____ SUPPLIED TEXT
Xxxxx Xxxxxxx will notify the Company as to which Participants will
need to be so restricted. The Company will direct the transfer agent to
place stop transfer restrictions upon such securities for such period
of time.
(xv) To comply with all applicable securities and other
applicable laws, rules and regulations in each foreign jurisdiction in
which the Directed Shares are offered in connection with the Directed
Share Program.
5. Conditions of Underwriters' Obligations. The obligations of the
several Underwriters hereunder are subject to the accuracy, as of the date
hereof and at each of the First Closing Date and the Second Closing Date (as if
made at such Closing Date), of and compliance with all representations,
warranties and agreements of the Company and Antigenics L.L.C. contained herein,
to the performance by the Company and Antigenics L.L.C. of their respective
obligations hereunder and to the following additional conditions:
(a) The Registration Statement shall have become effective not
later than 5:00 p.m., Central time (and any registration statement pursuant to
Rule 462(b) shall have become effective not later than 10 p.m., Central time),
on the date of this Agreement, or such later time and date as you, as
Representatives of the several Underwriters, shall approve and all filings
required by Rules 424, 430A and 434 of the Rules and Regulations shall have been
timely made; no stop order suspending the effectiveness of the Registration
Statement or any amendment thereof shall have been issued; no proceedings for
the issuance of such an order shall have been initiated or threatened; and any
request of the Commission for additional information (to be included in the
Registration Statement or the Prospectus or otherwise) shall have been complied
with to your satisfaction.
________
____ MATERIAL
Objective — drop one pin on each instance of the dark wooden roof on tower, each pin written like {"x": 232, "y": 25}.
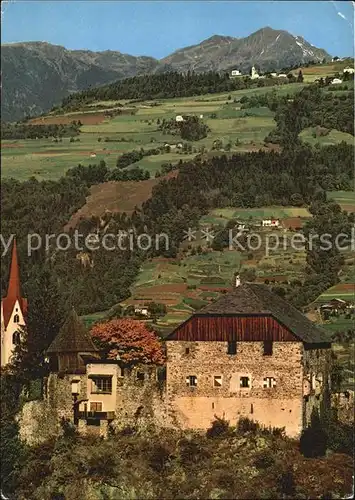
________
# WORK TO DO
(A) Answer these about the underwriting agreement excerpt:
(i) Whom will the Company direct to place stop transfer restrictions on the securities?
(ii) By what time on the date of the Agreement must the Registration Statement become effective, unless the Representatives approve a later time?
(iii) Which Rules of the Rules and Regulations require filings that must be timely made?
(B) Pick up the underwriting agreement excerpt after its final sentence and continue it.
The lines come from a separate source.

# ANSWERS TO THE EXERCISES
(A)
(i) The transfer agent.
(ii) Not later than 5:00 p.m., Central time.
(iii) Rules 424, 430A and 434.

(B)
(b) No Underwriter shall have advised the Company that the
Registration Statement or the Prospectus, or any amendment thereof or supplement
thereto (including any term sheet within the meaning of Rule 434 of the Rules
and Regulations), contains an untrue statement of fact which, in your reasonable
opinion, is material, or omits to state a fact which, in your reasonable
opinion, is material and is required to be stated therein or necessary to make
the statements therein not misleading.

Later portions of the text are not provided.